_Task to complete_
Write out the part of the text about MADD and the police starting with "Under Texas law, to" and going on through "it isn’t Texas.", copying it word for word.

_Study text_
- - - - -

The lesson from Robert is how overly dedicated single-interest groups such as MADD, superficially doing something that we can all agree upon, become so myopic as to ignore the harm they cause in furtherance of their agenda.  I appreciate being taught that lesson. 

The lesson about the police and the officials of a public school, all employees of our government, forcing children to be unwilling participants in this scheme, is different.  Both are endowed with substantial power, particularly over children, under the belief that they will exercise this power with sound discretion and in the best interest of the children. 

It is becoming increasingly apparent that one of the gravest threats to the welfare of children are the cops and school officials themselves, whether by usurping the right of a parent to determine how far to go in providing guidance to their child, and manipulating young minds to adhere to their vision of morality upon pain of death.

No doubt the police officers, the school administrators, the mothers of MADD, all believe their choice to be correct and worthy.  I don’t care what they believe.  Raising my child is not a democracy, and they don’t get a vote.  I will not defer to the lowest common denominator when it comes to making decisions about my child.

12 thoughts on “Toying With Children’s Emotions About Death

  1. Michael

    Under Texas law, to prove IIED one has to prove both severe emotional distress AND outrageous conduct on the part of the cops. I don’t see the second element making it past summary judgment any time soon, and even if it did, the Supreme Board of Insurance Adjusters, er, Supreme Court, would hold as a matter of law that there was no outrageous conduct.

    Too bad, because it would be nice if some courts could stand up to Mothers Against Telling Truth.

  2. SHG

    Yet another reason for the rest of the United States to be thankful that it isn’t Texas.

  3. Michael

    Not to splash water on your dig against Texas, but its IIED cause of action follows the Second Restatement of Torts; doesn’t New York’s?

  4. SHG

    I’m a criminal defense lawyer.  I leave the quandaries of the elements of civil actions to others.

    But lying to children about the death of a friend strikes me as pretty outrageous conduct.  Perhaps not in Texas, but then it’s hard to figure out what constitutes outrageous conduct in Texas these days.

  5. Allen

    Now, I’m just a lowly law student in the West, but it seems to me that telling someone that a personal friend has died is a pretty classic case of IIED. Add to this the fact that these people are emotionally unstable (read: teens), and that the reason the officer pulled this stunt was because he knew they were vulnerable, and it adds up to outrageous conduct. The average member of society would be furious if a cop did this to them at work. The fact that these are teens makes the conduct more outrageous, not less.

  6. OBQuiet

    So having an authority figure lie about a tragedy is not outrageous? Perhaps we could also have doctors call up families of smokers and tell then that their mother has just died of cancer in the hope that they will encourage then to stop?

    Maybe it would be OK to call military families and tell them loved ones have died so that they will start objecting to the war?

    I know if this had happened to my daughter, I would be outraged. Doesn’t that make it outrageous by definition?

  7. Jim

    We can’t do this to terrorists because it is inhumane torture but we can rationalize doing it to the kids “for the good of the children.” Liberals never cease to amaze me.

  8. SHG

    Not clear how you got “liberals” out of this.  This is MADD and the cops.  That’s the other side of the street.

  9. Kathleen

    It’s hard to conceive of anyone doing this who loves and wants to protect children and teenagers, not terrozing them. The law enforcement agenda explains it or at least most of it.

  10. Jim

    You don’t see the school involved in this? You think MADD is a conservative organization? There aren’t liberal cops?

- - - - -

Referring expression pointing data
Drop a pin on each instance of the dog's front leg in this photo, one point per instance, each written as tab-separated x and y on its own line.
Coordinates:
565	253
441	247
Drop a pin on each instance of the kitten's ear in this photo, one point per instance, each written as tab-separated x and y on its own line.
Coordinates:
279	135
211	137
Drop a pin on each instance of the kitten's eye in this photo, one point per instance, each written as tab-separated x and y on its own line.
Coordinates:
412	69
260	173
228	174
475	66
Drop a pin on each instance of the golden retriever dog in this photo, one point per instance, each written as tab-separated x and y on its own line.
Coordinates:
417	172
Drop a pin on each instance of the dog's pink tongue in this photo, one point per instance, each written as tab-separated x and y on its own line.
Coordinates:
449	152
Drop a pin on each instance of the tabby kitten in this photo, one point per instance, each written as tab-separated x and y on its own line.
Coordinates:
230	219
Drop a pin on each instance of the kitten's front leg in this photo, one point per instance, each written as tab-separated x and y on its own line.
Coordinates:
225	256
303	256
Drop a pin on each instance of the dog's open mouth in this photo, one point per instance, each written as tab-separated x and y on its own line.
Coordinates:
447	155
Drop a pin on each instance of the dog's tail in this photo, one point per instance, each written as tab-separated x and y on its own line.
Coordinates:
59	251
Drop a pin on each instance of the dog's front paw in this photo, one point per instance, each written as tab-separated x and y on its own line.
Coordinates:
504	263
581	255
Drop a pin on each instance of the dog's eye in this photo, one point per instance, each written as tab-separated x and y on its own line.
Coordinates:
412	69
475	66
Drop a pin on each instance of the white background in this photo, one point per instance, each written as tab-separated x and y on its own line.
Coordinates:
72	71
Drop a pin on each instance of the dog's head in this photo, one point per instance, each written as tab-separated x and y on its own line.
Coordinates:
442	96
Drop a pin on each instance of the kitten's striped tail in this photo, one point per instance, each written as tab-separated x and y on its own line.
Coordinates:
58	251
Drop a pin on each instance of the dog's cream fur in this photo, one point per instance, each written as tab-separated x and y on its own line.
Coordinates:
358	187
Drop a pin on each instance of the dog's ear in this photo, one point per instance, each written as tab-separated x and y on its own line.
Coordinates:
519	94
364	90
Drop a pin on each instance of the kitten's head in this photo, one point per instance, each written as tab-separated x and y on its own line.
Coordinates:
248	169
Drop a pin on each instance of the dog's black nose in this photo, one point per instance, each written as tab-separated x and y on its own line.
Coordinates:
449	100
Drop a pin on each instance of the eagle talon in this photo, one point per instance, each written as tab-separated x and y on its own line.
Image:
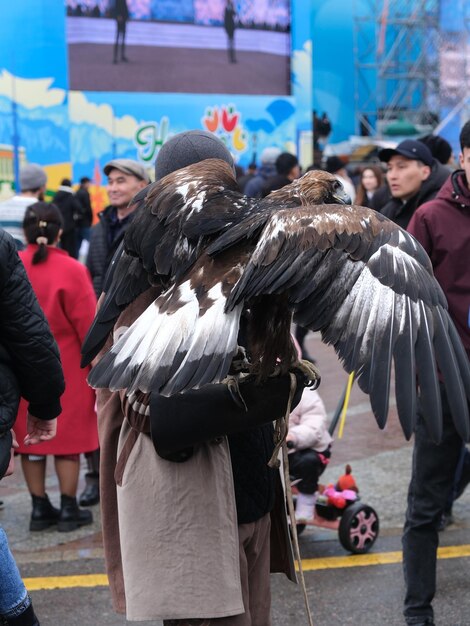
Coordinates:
310	372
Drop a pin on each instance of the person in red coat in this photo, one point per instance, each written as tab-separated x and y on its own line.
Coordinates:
65	292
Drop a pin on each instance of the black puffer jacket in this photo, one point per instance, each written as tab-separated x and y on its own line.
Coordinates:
104	241
29	352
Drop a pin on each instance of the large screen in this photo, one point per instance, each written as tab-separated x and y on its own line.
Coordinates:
185	46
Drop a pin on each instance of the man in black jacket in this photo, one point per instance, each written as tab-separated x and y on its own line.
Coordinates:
70	209
413	176
30	367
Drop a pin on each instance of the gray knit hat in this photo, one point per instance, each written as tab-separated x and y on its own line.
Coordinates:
32	176
189	147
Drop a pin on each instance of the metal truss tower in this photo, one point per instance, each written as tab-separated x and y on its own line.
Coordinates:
396	53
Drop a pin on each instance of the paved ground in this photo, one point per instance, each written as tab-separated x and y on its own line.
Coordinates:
344	592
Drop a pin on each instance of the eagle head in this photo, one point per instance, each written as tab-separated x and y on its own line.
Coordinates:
319	187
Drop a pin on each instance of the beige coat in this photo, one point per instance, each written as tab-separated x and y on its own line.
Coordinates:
170	529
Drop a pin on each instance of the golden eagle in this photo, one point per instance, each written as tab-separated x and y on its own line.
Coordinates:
346	271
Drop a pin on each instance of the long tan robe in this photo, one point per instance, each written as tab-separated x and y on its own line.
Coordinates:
170	529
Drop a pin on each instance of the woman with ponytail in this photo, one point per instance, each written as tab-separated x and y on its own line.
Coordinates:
64	289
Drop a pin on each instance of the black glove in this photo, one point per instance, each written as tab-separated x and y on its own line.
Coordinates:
184	420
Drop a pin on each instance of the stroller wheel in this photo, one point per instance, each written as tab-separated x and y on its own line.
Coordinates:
358	528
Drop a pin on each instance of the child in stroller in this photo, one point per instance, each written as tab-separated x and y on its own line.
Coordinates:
309	447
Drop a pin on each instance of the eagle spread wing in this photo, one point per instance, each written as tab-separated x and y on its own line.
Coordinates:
174	220
345	271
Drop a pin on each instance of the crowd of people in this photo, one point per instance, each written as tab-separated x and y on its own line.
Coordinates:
414	184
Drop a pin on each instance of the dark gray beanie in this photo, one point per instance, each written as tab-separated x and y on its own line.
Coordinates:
189	147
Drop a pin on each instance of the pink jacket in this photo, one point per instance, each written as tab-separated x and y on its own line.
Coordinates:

- - - - -

_Solution for this problem_
Under Texas law, to prove IIED one has to prove both severe emotional distress AND outrageous conduct on the part of the cops. I don’t see the second element making it past summary judgment any time soon, and even if it did, the Supreme Board of Insurance Adjusters, er, Supreme Court, would hold as a matter of law that there was no outrageous conduct.

    Too bad, because it would be nice if some courts could stand up to Mothers Against Telling Truth.

  2. SHG

    Yet another reason for the rest of the United States to be thankful that it isn’t Texas.